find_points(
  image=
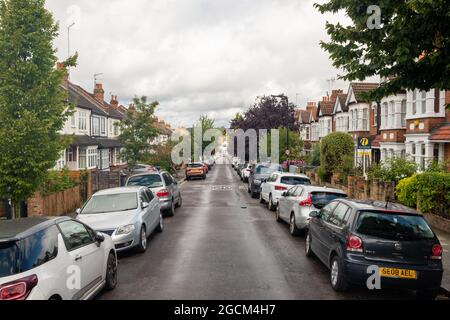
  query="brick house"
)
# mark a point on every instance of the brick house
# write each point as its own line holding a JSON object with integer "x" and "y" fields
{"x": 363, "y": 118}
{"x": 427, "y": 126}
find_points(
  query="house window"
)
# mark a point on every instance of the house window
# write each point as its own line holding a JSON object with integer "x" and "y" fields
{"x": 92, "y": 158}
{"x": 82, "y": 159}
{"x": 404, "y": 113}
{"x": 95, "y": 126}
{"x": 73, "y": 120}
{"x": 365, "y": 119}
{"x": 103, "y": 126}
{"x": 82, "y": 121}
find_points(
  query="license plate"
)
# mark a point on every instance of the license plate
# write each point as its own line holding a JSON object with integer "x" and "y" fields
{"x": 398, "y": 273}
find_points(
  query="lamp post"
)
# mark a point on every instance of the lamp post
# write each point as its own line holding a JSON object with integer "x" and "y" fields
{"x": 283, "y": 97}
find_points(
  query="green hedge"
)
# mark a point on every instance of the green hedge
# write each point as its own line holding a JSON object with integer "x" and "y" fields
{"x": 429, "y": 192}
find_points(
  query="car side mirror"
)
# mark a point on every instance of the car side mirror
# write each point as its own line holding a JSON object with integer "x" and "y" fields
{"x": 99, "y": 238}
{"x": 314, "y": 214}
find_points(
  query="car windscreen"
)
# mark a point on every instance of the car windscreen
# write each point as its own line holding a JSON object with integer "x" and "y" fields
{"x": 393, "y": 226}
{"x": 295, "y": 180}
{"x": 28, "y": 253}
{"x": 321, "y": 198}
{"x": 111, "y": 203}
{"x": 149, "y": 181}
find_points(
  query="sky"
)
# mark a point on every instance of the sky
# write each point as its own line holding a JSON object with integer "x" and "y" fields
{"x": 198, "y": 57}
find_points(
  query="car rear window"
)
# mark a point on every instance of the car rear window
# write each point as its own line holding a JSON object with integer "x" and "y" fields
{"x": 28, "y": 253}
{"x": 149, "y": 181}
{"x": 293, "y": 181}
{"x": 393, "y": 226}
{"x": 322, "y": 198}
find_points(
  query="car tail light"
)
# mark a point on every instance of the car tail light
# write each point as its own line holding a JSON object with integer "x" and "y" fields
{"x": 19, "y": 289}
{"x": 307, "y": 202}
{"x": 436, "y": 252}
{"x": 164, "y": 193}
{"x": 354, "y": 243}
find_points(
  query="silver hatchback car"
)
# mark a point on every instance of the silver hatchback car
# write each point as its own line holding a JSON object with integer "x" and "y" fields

-------

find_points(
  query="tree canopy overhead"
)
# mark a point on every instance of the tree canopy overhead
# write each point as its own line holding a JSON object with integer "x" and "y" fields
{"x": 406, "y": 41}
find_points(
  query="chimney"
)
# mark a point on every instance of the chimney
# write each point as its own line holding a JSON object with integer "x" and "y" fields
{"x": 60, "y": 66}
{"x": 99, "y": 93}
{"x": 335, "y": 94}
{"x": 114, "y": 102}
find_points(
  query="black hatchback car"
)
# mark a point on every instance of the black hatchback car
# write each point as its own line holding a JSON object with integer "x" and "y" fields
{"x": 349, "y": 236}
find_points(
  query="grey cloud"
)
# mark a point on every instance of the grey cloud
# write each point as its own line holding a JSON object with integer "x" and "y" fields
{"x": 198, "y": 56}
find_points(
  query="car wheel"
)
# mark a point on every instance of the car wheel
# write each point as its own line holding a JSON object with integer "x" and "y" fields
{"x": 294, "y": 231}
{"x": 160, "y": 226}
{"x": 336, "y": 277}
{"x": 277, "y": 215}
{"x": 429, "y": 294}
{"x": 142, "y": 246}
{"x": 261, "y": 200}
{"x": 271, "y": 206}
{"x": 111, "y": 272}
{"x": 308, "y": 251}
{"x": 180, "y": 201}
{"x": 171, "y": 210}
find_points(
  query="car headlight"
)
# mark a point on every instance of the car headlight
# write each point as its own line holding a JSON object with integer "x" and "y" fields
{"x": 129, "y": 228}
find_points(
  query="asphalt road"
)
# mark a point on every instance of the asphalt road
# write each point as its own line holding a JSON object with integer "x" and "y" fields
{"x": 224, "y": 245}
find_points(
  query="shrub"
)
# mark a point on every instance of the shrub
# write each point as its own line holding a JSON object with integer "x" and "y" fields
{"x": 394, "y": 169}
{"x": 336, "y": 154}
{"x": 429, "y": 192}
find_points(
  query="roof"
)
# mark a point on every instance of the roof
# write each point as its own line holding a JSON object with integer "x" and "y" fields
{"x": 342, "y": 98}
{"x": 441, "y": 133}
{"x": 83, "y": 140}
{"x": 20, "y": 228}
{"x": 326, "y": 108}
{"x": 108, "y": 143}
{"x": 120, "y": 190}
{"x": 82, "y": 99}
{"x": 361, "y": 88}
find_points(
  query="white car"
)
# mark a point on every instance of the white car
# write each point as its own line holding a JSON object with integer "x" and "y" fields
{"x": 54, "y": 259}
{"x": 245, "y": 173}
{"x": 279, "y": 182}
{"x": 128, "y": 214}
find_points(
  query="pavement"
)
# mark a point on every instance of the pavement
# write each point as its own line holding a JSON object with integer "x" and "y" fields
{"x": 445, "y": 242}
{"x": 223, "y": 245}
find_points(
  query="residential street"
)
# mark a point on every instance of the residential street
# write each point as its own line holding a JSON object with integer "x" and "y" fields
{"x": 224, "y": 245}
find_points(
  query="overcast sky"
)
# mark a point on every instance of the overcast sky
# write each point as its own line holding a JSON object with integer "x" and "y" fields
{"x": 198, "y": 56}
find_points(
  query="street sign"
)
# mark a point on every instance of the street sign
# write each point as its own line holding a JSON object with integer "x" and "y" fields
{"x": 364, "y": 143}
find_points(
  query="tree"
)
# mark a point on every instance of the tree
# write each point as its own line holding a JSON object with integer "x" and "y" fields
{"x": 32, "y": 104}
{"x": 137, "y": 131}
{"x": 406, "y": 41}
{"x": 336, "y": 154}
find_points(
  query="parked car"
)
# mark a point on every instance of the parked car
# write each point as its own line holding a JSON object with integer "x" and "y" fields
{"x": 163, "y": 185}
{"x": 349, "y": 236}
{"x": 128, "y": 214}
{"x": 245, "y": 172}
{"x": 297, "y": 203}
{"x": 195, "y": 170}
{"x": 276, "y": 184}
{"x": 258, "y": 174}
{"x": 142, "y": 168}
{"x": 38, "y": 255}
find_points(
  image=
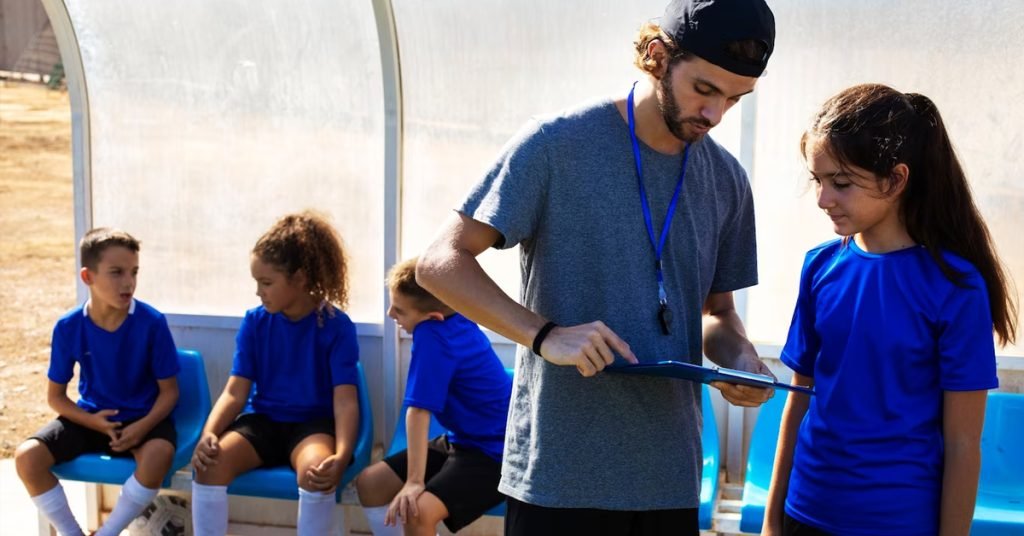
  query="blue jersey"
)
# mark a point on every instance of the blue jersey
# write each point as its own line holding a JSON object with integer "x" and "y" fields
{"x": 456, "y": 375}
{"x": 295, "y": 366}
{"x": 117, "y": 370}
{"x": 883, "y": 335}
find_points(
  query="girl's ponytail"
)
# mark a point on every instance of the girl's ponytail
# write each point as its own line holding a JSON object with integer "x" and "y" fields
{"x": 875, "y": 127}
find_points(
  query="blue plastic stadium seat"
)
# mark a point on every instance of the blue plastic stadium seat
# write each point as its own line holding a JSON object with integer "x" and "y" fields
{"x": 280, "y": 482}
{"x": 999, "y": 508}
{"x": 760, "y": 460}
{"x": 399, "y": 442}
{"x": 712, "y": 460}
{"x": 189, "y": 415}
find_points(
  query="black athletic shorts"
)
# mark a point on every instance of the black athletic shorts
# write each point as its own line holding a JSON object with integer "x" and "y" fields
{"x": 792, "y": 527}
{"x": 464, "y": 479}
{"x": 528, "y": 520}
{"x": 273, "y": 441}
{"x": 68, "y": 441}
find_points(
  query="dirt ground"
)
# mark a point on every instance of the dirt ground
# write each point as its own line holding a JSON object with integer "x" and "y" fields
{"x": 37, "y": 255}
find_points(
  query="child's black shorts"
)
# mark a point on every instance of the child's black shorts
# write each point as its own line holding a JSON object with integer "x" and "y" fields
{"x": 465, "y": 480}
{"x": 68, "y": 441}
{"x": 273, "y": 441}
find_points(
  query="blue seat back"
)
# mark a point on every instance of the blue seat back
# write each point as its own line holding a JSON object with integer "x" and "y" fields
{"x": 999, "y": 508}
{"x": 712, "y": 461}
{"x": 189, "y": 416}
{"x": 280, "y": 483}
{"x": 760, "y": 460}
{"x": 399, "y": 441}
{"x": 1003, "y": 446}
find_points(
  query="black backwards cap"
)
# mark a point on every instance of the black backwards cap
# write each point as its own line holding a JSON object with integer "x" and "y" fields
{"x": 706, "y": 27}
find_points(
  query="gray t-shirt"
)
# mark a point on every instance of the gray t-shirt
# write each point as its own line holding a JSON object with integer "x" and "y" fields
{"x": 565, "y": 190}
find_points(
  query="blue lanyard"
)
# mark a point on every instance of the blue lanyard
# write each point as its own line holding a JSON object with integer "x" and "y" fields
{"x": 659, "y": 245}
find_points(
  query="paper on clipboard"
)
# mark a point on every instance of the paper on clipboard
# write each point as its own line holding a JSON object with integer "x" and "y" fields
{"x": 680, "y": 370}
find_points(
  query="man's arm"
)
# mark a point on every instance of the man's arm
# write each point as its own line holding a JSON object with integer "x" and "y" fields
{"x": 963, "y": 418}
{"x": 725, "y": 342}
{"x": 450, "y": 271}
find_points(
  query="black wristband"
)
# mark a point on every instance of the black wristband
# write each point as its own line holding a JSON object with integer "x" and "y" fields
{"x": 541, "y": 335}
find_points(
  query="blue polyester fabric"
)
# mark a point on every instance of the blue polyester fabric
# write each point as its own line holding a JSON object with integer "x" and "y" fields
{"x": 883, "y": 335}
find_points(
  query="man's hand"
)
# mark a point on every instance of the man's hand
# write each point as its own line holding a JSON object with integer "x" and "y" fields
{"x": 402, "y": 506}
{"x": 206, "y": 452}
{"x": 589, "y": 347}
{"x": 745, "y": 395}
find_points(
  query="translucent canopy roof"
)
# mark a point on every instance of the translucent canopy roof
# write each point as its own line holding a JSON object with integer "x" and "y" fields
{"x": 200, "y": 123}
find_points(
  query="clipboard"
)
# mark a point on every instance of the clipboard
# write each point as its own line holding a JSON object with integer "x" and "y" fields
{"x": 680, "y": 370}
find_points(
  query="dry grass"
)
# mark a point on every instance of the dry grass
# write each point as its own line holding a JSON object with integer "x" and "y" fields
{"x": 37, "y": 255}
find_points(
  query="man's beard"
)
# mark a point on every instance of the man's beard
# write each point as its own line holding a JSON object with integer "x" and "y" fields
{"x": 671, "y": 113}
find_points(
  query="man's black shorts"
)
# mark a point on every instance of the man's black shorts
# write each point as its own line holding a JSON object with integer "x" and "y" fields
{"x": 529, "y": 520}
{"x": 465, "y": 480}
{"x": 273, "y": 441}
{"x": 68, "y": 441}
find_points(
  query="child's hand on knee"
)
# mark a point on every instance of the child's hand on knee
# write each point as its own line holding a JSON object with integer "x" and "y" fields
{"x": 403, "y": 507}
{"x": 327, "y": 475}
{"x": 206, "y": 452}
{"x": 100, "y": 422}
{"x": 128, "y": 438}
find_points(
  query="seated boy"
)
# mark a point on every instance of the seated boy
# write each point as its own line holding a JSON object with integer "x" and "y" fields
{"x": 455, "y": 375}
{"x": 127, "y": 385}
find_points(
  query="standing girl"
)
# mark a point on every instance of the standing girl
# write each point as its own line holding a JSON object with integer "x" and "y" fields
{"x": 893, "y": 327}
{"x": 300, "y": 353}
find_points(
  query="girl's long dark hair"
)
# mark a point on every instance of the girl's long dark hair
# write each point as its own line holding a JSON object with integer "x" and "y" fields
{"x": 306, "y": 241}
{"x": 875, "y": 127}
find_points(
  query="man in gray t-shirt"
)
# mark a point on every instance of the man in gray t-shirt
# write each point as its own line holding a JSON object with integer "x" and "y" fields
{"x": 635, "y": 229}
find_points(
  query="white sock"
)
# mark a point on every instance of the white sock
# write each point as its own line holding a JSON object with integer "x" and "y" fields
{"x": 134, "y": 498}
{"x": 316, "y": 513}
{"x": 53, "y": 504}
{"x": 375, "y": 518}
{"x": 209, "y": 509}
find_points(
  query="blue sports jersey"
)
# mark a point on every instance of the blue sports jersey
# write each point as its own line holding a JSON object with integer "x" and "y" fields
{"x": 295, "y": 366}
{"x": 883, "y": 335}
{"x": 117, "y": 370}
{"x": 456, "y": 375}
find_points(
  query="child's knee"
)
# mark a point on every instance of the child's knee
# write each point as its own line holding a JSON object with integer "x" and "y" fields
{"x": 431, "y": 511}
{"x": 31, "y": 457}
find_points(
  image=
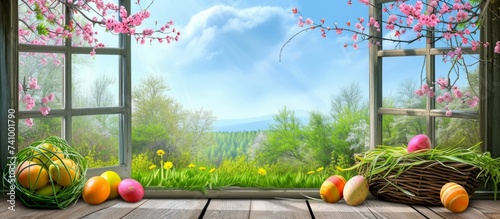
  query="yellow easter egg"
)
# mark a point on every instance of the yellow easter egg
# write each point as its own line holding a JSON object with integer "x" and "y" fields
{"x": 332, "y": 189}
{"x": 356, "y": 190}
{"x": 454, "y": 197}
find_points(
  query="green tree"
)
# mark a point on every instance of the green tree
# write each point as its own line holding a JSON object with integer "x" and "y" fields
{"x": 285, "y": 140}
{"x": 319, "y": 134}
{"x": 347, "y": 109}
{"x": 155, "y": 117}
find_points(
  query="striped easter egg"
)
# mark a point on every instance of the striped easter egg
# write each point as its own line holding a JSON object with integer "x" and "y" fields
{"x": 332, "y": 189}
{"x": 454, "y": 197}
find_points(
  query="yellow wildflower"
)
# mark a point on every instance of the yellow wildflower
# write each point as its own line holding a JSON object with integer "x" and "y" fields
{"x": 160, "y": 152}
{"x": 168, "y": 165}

-------

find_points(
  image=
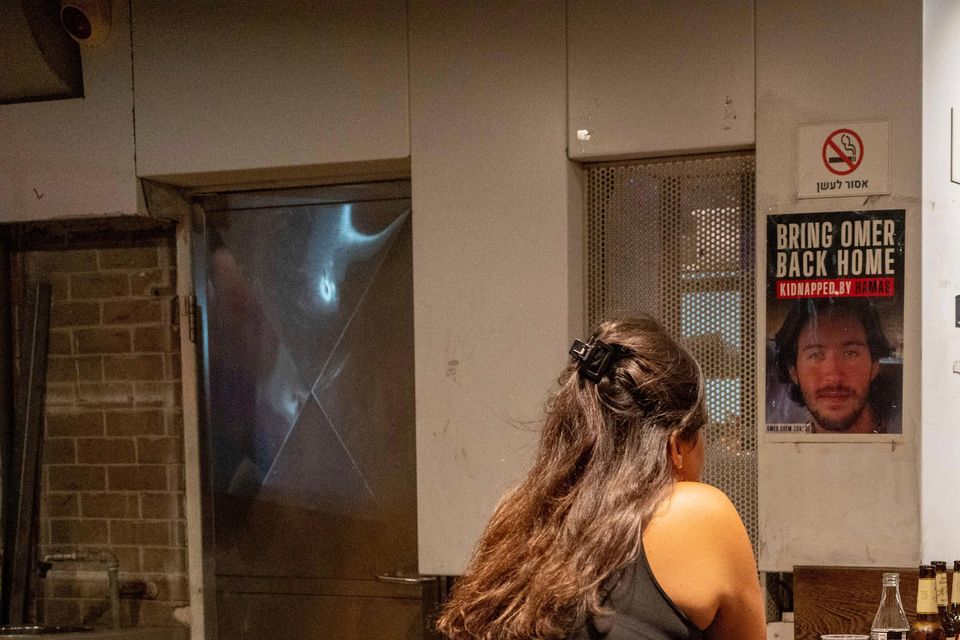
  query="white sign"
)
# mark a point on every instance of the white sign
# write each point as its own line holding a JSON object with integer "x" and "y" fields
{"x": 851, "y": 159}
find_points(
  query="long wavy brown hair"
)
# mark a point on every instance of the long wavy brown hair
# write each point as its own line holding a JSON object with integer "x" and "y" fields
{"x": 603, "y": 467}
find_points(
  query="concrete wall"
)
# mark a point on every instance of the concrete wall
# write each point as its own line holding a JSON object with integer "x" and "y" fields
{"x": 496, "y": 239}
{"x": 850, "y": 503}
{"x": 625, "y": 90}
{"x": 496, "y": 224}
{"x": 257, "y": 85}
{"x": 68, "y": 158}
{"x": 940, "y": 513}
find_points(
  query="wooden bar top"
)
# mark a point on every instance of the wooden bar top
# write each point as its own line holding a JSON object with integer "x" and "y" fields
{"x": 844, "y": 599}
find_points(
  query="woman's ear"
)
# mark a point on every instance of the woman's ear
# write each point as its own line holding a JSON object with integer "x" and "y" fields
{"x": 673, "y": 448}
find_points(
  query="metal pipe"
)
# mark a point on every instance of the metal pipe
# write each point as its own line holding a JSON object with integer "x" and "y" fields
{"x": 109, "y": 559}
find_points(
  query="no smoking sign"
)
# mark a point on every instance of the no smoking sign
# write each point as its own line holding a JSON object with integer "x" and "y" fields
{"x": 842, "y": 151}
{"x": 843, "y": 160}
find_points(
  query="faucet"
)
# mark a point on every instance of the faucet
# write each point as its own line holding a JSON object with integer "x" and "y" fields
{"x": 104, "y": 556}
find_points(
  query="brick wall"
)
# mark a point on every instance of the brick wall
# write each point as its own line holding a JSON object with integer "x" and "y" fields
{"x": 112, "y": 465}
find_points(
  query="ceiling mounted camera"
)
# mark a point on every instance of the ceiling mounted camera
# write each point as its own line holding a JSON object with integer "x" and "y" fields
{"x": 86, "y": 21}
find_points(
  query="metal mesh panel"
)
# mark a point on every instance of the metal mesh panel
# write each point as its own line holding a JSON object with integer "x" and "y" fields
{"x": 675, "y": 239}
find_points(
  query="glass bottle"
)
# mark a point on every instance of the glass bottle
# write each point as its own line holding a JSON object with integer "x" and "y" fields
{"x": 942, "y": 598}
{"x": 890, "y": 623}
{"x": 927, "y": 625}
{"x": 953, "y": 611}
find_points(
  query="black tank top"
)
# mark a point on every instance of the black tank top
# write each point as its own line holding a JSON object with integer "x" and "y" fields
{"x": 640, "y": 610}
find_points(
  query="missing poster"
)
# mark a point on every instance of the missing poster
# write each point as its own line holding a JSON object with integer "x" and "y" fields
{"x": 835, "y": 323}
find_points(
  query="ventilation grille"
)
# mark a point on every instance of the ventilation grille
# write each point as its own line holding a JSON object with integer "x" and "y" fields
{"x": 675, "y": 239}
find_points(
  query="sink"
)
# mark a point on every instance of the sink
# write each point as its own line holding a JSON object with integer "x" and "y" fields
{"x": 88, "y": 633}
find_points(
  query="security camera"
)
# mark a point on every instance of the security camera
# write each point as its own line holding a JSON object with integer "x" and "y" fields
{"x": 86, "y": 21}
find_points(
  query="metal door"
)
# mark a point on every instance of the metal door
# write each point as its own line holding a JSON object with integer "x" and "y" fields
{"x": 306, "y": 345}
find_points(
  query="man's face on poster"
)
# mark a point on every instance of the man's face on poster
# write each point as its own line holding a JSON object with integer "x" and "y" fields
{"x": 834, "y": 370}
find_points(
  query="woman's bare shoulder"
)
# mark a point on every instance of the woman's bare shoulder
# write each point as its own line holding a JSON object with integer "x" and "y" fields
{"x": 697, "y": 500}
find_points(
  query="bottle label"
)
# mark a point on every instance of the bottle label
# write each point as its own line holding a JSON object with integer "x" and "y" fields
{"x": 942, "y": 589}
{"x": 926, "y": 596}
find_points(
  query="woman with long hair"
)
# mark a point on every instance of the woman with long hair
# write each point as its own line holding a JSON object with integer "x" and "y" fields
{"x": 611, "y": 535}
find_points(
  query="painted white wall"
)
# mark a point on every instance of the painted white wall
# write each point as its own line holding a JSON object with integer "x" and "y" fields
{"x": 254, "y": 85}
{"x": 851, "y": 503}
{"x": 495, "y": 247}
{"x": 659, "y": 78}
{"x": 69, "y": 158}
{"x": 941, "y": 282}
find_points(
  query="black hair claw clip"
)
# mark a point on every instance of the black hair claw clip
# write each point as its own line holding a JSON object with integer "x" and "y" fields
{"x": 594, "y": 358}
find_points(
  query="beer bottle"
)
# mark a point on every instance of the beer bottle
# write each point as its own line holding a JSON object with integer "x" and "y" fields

-------

Write out every line of the preceding listing that contains "seated".

* _Expected answer_:
  query="seated boy"
# mark a point on every instance of the seated boy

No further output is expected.